[[ Record set, beginning ]]

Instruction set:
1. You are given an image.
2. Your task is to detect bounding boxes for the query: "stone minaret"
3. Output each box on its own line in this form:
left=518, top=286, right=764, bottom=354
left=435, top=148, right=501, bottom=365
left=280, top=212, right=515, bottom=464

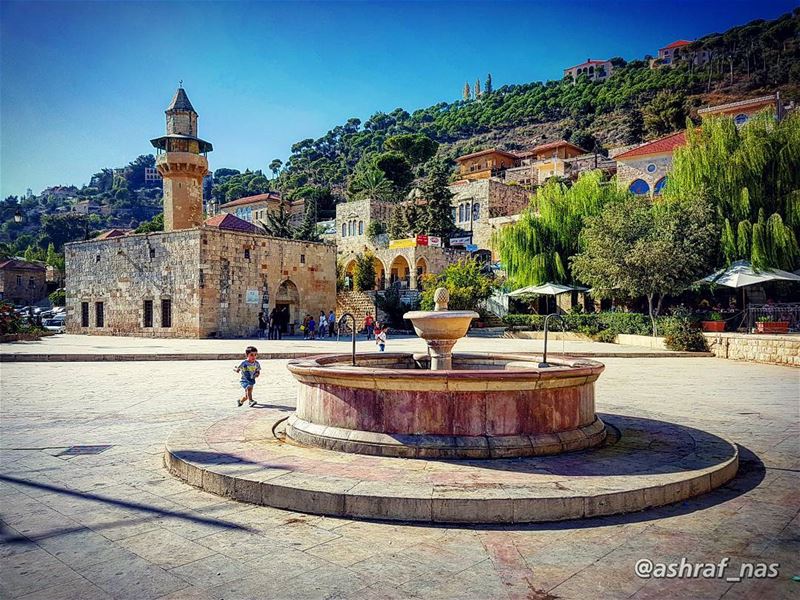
left=150, top=86, right=213, bottom=231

[[ Record set, end ]]

Task instructions: Please output all the records above exactly, leaving out every picture.

Solution to this task:
Instruction set:
1. You are given an image.
2. Your task is to detect bounding boxes for the query: "stone minaret"
3. Output each box on its own line in this form:
left=518, top=286, right=764, bottom=354
left=435, top=148, right=501, bottom=365
left=280, top=212, right=515, bottom=464

left=150, top=86, right=213, bottom=231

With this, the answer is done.